**Bereitgestellte Daten:**
====================

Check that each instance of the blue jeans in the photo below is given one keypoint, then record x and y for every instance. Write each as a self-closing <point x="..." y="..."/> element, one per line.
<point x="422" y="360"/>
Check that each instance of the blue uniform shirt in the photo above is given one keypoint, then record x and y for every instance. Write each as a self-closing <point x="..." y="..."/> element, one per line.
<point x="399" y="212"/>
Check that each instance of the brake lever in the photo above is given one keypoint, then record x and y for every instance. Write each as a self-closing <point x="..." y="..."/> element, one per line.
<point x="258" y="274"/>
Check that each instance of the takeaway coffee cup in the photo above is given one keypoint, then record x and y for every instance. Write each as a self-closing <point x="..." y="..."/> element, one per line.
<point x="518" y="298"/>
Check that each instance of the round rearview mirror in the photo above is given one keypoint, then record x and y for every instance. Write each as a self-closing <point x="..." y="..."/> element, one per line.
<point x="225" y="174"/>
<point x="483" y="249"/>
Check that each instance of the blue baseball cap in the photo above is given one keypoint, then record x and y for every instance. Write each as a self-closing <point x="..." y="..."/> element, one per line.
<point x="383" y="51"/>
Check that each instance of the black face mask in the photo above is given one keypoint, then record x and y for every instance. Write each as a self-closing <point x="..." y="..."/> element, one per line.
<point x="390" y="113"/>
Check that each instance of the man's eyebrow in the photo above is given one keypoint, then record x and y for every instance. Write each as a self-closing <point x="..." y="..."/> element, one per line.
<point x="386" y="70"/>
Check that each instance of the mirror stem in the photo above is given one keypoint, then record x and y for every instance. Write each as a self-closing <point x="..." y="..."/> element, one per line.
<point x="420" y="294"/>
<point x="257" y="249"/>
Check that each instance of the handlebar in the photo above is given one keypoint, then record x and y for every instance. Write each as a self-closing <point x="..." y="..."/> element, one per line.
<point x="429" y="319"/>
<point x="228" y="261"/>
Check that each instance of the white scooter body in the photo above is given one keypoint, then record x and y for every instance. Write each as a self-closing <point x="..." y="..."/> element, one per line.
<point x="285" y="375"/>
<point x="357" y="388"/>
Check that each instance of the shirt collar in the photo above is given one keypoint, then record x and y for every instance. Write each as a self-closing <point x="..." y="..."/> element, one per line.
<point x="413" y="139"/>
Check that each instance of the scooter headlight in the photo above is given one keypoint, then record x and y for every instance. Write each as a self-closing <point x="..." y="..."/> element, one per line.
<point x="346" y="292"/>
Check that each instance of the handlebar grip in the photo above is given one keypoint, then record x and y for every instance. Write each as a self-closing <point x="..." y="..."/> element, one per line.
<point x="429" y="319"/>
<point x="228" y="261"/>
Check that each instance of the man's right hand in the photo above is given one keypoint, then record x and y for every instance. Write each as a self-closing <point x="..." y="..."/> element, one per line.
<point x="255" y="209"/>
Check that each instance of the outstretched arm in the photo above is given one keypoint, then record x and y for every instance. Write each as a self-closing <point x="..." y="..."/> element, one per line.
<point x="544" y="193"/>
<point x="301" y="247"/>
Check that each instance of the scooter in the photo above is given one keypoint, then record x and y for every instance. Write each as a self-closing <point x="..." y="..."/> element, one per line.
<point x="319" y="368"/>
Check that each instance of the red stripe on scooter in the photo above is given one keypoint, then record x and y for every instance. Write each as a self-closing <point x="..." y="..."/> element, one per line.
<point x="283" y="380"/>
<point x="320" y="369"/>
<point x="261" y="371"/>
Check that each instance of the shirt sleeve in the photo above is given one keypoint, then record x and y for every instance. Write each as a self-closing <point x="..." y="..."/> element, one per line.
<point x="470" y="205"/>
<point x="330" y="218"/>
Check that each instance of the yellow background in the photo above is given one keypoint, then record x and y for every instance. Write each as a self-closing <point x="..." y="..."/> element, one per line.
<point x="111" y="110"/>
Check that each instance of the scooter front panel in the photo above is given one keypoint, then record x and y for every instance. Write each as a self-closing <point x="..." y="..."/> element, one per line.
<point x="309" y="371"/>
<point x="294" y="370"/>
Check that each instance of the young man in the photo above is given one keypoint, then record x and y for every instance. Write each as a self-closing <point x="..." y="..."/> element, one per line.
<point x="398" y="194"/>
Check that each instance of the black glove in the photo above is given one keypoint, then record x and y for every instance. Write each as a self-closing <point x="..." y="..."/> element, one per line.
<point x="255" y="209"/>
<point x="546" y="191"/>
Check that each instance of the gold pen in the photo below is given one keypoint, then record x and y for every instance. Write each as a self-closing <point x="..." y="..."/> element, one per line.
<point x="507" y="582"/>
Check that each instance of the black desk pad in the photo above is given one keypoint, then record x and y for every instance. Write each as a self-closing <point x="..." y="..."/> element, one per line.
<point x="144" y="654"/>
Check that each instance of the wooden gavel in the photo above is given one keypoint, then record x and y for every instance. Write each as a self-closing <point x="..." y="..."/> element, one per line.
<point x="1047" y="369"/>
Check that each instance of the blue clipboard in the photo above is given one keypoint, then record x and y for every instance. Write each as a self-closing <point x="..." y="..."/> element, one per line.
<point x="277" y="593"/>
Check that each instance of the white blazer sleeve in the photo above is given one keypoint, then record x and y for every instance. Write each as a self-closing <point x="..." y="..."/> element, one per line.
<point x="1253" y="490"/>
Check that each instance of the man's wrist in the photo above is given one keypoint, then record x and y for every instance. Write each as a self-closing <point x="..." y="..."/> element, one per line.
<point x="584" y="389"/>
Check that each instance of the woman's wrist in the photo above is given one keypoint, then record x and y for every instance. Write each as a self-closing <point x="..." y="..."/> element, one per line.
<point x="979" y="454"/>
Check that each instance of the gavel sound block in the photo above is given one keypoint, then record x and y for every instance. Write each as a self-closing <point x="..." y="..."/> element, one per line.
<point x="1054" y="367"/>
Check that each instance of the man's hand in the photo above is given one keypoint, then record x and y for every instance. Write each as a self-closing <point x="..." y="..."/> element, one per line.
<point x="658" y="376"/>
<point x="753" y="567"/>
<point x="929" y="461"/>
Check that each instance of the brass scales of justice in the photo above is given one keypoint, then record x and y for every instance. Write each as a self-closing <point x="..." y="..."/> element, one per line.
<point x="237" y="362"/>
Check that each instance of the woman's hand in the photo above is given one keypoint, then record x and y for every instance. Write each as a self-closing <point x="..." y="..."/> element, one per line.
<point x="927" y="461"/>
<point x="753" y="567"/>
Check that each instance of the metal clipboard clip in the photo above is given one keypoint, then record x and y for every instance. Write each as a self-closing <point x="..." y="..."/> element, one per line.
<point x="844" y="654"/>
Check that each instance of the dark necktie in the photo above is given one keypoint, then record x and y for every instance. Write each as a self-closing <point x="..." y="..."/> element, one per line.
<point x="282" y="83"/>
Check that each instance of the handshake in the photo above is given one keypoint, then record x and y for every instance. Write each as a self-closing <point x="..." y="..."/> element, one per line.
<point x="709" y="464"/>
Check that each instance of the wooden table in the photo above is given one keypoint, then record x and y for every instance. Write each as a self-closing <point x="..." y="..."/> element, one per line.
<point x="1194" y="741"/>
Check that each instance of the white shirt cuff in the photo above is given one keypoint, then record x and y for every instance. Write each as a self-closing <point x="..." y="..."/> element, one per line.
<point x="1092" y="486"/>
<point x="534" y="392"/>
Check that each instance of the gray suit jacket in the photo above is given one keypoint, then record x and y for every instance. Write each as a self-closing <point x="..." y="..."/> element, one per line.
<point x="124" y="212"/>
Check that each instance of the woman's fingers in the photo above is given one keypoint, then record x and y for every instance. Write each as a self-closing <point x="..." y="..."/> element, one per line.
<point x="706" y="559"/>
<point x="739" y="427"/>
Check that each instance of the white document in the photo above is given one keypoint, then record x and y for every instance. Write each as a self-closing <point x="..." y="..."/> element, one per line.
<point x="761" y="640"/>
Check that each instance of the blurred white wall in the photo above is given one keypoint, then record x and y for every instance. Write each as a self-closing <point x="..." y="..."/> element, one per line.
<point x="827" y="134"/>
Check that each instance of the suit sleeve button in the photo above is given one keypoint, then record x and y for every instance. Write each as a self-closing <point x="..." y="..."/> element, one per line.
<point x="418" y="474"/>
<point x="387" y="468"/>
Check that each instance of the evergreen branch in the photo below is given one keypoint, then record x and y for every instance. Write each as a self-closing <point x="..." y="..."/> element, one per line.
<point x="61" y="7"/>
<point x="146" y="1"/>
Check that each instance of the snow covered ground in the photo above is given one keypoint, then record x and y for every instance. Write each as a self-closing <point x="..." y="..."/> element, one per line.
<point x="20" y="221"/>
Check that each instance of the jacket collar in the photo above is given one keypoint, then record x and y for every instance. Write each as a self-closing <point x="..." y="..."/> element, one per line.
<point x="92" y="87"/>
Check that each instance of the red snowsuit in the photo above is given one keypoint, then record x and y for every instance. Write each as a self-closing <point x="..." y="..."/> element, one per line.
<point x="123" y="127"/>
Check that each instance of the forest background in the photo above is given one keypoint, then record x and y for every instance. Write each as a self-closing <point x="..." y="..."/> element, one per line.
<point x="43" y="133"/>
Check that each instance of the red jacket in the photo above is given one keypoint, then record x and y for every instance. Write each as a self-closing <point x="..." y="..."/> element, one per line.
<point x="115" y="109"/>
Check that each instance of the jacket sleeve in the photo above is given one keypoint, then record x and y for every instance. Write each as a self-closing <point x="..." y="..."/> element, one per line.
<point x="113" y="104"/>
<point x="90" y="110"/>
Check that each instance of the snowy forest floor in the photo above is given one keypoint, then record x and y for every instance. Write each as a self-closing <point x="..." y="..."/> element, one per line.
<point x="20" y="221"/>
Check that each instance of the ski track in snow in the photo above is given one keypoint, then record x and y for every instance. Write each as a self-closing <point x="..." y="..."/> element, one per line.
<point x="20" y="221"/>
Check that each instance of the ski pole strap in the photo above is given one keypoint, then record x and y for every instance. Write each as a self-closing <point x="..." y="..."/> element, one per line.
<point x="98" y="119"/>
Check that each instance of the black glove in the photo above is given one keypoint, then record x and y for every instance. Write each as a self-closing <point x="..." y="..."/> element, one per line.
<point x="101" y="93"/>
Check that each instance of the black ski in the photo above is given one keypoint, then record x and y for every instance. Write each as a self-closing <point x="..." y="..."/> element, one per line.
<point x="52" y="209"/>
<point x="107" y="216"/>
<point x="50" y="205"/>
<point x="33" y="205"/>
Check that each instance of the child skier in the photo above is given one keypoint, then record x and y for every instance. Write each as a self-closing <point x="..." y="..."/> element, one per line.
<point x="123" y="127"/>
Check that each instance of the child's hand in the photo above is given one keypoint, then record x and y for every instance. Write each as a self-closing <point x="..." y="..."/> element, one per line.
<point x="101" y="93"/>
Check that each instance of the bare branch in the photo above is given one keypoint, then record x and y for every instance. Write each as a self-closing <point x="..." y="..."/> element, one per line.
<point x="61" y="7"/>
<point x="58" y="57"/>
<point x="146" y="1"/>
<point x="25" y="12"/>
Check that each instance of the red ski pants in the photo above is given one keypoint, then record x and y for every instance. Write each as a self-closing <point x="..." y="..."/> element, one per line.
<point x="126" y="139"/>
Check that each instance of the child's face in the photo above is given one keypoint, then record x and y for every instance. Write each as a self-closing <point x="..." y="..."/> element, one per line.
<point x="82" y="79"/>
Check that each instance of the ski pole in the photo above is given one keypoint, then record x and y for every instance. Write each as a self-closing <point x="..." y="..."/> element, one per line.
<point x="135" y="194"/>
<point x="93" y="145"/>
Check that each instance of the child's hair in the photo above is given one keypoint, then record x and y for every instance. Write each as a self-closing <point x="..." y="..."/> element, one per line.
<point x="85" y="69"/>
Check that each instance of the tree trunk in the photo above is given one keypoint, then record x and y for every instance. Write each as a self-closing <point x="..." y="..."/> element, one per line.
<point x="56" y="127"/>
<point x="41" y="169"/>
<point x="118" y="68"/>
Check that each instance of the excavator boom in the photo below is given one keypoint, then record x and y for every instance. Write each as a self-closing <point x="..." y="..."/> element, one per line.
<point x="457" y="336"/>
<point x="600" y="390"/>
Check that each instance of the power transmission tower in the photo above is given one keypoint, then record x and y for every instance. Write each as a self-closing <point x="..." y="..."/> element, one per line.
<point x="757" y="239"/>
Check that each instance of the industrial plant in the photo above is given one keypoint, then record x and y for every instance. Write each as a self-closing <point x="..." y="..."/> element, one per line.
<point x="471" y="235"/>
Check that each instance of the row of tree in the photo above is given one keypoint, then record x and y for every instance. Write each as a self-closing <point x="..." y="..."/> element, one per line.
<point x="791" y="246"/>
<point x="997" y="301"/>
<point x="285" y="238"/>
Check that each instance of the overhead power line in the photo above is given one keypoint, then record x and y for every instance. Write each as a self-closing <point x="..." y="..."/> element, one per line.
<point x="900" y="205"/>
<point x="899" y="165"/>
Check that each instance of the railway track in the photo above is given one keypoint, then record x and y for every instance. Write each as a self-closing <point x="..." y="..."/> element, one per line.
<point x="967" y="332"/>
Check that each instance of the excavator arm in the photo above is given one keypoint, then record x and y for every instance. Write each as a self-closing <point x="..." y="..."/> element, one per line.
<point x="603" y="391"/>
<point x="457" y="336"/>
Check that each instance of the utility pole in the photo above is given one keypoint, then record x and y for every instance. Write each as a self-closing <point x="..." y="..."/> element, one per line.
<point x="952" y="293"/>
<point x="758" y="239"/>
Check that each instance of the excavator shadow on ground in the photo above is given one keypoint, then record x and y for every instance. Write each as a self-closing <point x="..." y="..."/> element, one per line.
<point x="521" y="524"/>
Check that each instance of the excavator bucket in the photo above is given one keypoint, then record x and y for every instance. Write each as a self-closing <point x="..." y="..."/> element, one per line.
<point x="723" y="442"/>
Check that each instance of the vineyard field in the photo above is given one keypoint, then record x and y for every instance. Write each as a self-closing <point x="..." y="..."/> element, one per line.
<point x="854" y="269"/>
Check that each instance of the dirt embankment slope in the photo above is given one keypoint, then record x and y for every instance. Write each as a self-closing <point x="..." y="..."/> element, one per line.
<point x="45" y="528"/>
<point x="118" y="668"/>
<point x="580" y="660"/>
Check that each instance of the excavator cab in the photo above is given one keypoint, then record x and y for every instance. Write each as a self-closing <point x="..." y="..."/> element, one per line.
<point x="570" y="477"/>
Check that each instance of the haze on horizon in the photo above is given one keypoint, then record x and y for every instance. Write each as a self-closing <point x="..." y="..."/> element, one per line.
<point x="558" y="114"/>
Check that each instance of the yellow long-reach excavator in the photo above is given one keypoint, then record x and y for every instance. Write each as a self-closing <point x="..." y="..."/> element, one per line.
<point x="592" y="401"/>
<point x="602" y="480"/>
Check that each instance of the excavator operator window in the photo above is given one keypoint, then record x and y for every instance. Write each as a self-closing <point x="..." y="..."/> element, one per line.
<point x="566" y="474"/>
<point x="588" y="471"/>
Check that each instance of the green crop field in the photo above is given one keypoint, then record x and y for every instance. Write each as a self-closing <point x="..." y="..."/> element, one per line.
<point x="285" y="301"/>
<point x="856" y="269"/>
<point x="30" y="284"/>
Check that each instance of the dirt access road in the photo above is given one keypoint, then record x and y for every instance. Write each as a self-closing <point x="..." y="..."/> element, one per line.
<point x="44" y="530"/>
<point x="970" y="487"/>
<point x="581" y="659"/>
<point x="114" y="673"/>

====================

**Zielsetzung:** Trage die Daten von der Zeile mit „Check that each instance of the excavator operator“ bis zum Ende der Daten, beide Enden eingeschlossen, in eine CSV mit den zwei Spalten „eingabe“ und „ausgabe“ ein. Jede Zeile enthält einen Text mit der zugehörigen Antwort, beide jeweils in einem Feld in Anführungszeichen und mit Leerzeichen statt Zeilenumbrüchen.

**Die Antwort:**
eingabe,ausgabe
"Check that each instance of the excavator operator window in the photo above is given one keypoint, then record x and y for every instance. Write each as a self-closing <point x=""..."" y=""...""/> element, one per line.","<point x=""566"" y=""474""/> <point x=""588"" y=""471""/>"
"Check that each instance of the green crop field in the photo above is given one keypoint, then record x and y for every instance. Write each as a self-closing <point x=""..."" y=""...""/> element, one per line.","<point x=""285"" y=""301""/> <point x=""856"" y=""269""/> <point x=""30"" y=""284""/>"
"Check that each instance of the dirt access road in the photo above is given one keypoint, then record x and y for every instance. Write each as a self-closing <point x=""..."" y=""...""/> element, one per line.","<point x=""44"" y=""530""/> <point x=""970"" y=""487""/> <point x=""581"" y=""659""/> <point x=""114"" y=""673""/>"